__Data extracts__
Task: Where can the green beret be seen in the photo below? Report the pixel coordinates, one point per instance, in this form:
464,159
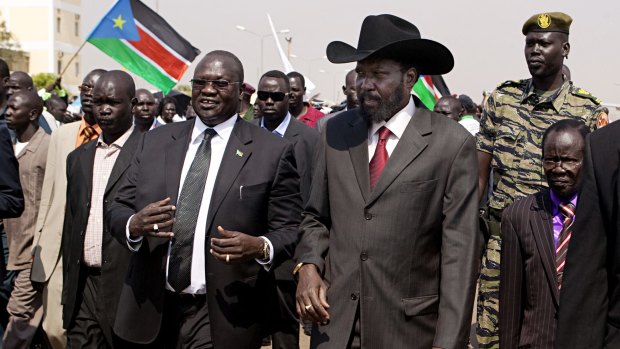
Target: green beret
548,22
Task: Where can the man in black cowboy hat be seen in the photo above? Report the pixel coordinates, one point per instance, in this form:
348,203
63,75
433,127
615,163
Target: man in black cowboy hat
390,246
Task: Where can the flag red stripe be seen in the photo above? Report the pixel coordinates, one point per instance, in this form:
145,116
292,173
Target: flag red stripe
159,54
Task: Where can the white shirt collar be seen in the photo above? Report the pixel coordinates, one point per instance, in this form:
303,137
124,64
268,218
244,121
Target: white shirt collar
398,123
281,129
223,129
119,142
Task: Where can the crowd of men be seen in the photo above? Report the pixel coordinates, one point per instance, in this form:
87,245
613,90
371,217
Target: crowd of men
376,226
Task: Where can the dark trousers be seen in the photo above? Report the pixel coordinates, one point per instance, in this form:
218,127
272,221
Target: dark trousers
286,335
90,328
185,323
355,340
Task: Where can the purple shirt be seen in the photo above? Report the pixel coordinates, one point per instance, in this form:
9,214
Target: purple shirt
557,215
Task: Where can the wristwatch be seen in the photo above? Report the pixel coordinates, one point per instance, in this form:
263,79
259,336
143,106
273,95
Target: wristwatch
296,270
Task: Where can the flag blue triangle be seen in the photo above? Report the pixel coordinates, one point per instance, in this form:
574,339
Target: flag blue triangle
118,23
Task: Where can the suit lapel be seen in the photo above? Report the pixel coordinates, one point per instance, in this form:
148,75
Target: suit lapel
87,162
409,146
292,131
542,229
356,137
236,154
123,160
174,157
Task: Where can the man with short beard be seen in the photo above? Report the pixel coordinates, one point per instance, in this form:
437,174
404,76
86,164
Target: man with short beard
145,111
514,118
390,245
47,260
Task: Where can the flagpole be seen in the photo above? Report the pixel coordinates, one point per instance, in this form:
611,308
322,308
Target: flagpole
73,57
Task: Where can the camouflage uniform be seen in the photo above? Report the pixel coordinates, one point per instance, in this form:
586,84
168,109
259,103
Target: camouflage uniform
513,122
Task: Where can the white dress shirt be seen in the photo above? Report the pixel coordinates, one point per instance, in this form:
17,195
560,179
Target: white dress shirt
397,125
218,145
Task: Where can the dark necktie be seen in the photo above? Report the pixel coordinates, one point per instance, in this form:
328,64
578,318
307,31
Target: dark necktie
568,215
379,159
188,206
89,133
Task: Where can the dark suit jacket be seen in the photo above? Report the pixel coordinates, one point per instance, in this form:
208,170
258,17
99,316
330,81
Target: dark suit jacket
11,195
589,315
306,140
529,295
239,295
115,255
406,252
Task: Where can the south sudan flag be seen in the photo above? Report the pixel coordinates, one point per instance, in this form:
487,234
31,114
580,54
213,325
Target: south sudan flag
144,43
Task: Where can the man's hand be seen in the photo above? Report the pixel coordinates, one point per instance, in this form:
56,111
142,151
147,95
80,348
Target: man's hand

__What to produce__
Starting with the line that contains "Target: white dress shirt", print each line through the last one in the listing. Include both end lines and add nothing.

__Output of the task__
Target: white dress shirt
397,125
218,145
Task: Where can the dark necktie be seen in the photo above? Report the pixel coordinates, one point per instance, in this form:
328,64
578,318
307,31
Target: dark necktie
568,215
379,159
188,206
89,133
Task: Where can the dark suit jacket be seen in the photo above? Report the pixel coordinates, one point per instance, in this form:
208,170
258,17
99,316
330,81
Target: dark suit jacket
11,195
589,315
306,140
529,295
239,295
115,255
406,252
Task: Where can the south sudan flag be seen in the photo above? Report the pixel coordinates, one point per instance, in this form:
487,234
31,114
580,54
213,325
Target: south sudan flag
144,43
Task: Where can the man's hand be seen in the photo above? Report the pixel coordinates, one point per instance, in this form:
56,111
142,151
147,95
80,348
Target: man's hand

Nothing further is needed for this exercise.